# Welche Wakü und welches Mainboard für folgende Komponenten



## AcidShxdow (19. März 2019)

*Welche Wakü und welches Mainboard für folgende Komponenten*

Hallo Leute,

Ich baue mir gerade einen PC zusammen und habe bisher folgende Komponenten:

-I9 9900k
-Asus Rog Strix 2080 
-16GB Ram Corsair Dominator Platinum rgb
- 650Watt Netzteil
- Samsung 860 SSD 500GB
- Samsung 970 SSD wird bald noch gekauft.

So jetzt ist die Frage welches Mainboard und welche Wakü ich mir kaufen soll, nen Gehäuse brauche ich auch noch aber da ists ja wirklich nur geschmackssache wird wahrscheinlich nen Sharkoon TG5 oder vlt auch nen Thermaltake Core P5 obwohl ich mir da gar nicht sicher bin ob da ne Graka mit 3 Lüftern reinpasst.

Evtl kann mir ja hier einer ne Empfehlung geben für ne gute AiO Wakü oder ein gutes Mainboard (gut sind die z390 wahrscheinlich alle aber ihr wisst was ich meine😂)
····················
GESTELLTE AUFGABE A: Ermitteln Sie in den Datensätzen jede Zeile, in der die Zeichenfolge „target“ vorkommt, und geben Sie diese Zeilen wieder.
Der Forenbeitrag oben und die anschließenden Datensätze sind voneinander unabhängiges Material.

[Auszüge aus Segmentierungsdatensätzen]
····················
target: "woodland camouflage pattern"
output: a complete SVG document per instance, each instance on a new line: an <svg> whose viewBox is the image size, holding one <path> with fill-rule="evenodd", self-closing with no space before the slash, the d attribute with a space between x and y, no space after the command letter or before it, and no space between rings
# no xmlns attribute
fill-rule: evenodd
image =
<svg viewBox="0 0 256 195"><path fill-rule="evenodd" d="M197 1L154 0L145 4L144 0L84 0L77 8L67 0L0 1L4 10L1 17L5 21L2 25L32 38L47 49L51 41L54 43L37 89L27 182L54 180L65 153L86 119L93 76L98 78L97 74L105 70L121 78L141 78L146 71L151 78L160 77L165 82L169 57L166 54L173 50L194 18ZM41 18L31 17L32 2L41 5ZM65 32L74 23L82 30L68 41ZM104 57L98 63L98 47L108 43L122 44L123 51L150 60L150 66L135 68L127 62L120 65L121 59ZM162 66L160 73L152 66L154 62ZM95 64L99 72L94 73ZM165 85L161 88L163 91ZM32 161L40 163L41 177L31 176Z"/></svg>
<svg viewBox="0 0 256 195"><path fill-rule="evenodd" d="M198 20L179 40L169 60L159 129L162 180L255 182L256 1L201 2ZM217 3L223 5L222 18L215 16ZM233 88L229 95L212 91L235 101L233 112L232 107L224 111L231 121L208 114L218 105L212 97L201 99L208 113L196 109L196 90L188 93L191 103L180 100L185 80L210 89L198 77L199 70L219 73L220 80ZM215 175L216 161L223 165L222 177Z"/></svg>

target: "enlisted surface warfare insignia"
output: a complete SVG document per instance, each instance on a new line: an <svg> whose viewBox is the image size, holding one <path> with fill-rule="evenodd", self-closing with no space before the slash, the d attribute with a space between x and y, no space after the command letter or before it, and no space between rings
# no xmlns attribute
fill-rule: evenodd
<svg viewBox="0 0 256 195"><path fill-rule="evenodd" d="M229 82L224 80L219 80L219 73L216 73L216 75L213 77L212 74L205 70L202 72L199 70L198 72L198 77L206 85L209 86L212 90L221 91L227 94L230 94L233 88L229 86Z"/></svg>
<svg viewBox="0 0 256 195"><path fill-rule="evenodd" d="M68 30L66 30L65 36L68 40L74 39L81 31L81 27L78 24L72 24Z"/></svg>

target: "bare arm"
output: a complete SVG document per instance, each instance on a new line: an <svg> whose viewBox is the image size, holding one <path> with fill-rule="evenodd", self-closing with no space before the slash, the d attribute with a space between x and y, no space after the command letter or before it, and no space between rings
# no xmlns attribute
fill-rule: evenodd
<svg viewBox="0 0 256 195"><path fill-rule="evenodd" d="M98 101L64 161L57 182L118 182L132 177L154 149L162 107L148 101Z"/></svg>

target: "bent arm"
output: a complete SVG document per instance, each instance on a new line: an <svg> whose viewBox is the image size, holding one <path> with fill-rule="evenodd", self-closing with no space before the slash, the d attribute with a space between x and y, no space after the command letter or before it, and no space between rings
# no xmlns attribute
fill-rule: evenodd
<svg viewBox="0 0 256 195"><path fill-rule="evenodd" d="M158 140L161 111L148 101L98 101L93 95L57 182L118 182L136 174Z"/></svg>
····················
GESTELLTE AUFGABE B: Prüfen Sie, ob die folgenden Aussagen mit dem Forenbeitrag über die PC-Komponenten übereinstimmen. Antworten Sie jeweils mit Ja oder Nein und zitieren Sie die entscheidenden Worte des Forenbeitrags wörtlich: (i) Der Verfasser besitzt die Samsung 970 SSD bereits. (ii) Das Netzteil hat 650 Watt. (iii) Der Verfasser hält die Wahl des Gehäuses für reine Geschmackssache.

FERTIGE ANTWORT A:
target: "woodland camouflage pattern"
target: "enlisted surface warfare insignia"
target: "bare arm"
target: "bent arm"

FERTIGE ANTWORT B:
(i) Nein: „Samsung 970 SSD wird bald noch gekauft.“
(ii) Ja: „650Watt Netzteil“
(iii) Ja: „nen Gehäuse brauche ich auch noch aber da ists ja wirklich nur geschmackssache“